Inside Yahoo`s Identity Crisis - Front-Loading Web Performance (
Page 5 of 10 )
Front-Loading Web Performance
In seven years at Yahoo, Steve
Souders had focused most of his
efforts on back-end engineering
tasks—squeezing more performance
out of a database and optimizing
memory usage in C++ programs running
on a server, for instance. So
three years ago,
when he was named
chief performance
yahoo and charged
with improving the
user experience for
visitors to Yahoo Web
sites, he expected it
would mean doing
more of the same.
But it has not
worked out that
way. In the course of investigating the
elements of user experience, Souders
found that the biggest impact came
from the communications between
the Web site and the user's browser.
His findings form the core of the lessons
he imparts in a new book, High
Performance Web Sites (O'Reilly,
September 2007).
Souders changed his mind after
measuring each step in the process of
downloading a home page, with the
data charted over time. From the start
of a new visitor's request for a page,
he found, only five percent of the time
is spent downloading the HTML (the
HyperText Markup Language) document
containing the text of the page.
The other 95 percent of the time is
spent downloading and parsing images,
stylesheets and JavaScript.
And at a site like Yahoo, back-end
engineering is primarily about how
quickly the site can assemble HTML
documents—personalizing pages,
retrieving information from databases,
merging news feeds and feeding the
results into a Web page template.
This brought Souders to the
sobering conclusion that he'd spent
most of his career at Yahoo worrying
about five percent of the performance
problem. "It turns out that 80 percent
to 90 percent of end user response
time is spent on the front end," he
says. "So the greatest potential for
improvement is on the front end."
With this understanding, he and a
small team of engineers set to work
figuring out how to improve the speed
at which Yahoo delivers pages.
There's nothing new in recognizing
the importance of response
time to Web development—it's long
been known that users forced to wait
more than a few seconds are likely
to become frustrated and depart for
some other, faster site. The conventional
advice includes limiting the
number and file size of images on a
page to make it load more quickly.
________________________________________
● Brief A:
From the article on Yahoo's web performance, extract the part that opens with the words containing "But it has not" and closes with "September 2007).".
● Brief B:
Condense the paragraph of the Yahoo web performance article that begins "Souders changed his mind" into a short bulleted list that keeps its main facts.

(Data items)
________________________________________
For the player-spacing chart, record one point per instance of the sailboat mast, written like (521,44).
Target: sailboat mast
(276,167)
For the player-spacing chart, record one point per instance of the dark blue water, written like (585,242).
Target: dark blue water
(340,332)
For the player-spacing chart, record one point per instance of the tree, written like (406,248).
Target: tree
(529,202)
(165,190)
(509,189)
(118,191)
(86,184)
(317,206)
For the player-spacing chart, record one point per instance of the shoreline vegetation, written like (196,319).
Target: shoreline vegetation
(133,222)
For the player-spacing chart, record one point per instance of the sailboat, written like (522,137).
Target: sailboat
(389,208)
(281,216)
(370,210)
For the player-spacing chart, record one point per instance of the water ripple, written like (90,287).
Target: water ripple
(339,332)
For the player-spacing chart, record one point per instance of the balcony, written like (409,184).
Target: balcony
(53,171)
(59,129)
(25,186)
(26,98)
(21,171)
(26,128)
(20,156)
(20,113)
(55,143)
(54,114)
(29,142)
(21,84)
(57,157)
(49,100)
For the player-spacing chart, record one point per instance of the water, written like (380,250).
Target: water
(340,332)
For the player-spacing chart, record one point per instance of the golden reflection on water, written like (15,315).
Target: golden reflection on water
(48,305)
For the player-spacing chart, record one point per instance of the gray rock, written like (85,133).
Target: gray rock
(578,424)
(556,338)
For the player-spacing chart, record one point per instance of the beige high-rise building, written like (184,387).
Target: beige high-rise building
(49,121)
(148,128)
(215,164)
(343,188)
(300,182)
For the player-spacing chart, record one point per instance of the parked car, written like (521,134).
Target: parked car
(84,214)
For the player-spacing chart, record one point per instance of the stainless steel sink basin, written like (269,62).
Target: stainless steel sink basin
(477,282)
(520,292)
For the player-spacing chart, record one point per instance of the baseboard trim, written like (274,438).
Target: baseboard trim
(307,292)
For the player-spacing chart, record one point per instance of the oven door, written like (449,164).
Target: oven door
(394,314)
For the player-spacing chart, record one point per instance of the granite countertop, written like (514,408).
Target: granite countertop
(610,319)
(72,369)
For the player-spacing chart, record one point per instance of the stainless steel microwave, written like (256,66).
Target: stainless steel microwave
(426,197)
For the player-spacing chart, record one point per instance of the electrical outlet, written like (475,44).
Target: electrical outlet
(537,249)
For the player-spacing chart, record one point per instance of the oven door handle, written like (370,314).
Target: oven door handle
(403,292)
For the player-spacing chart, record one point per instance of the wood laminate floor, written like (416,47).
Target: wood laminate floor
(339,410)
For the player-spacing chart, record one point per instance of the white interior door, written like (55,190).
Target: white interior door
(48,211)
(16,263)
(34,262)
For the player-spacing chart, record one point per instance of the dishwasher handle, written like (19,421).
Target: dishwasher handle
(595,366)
________________________________________
● Complete output A:
But it has not
worked out that
way. In the course of investigating the
elements of user experience, Souders
found that the biggest impact came
from the communications between
the Web site and the user's browser.
His findings form the core of the lessons
he imparts in a new book, High
Performance Web Sites (O'Reilly,
September 2007).

● Complete output B:
- Souders changed his mind after measuring each step of downloading a home page and charting the data over time.
- From the start of a new visitor's page request, only 5 percent of the time goes to downloading the HTML document that contains the page's text.
- The other 95 percent goes to downloading and parsing images, stylesheets and JavaScript.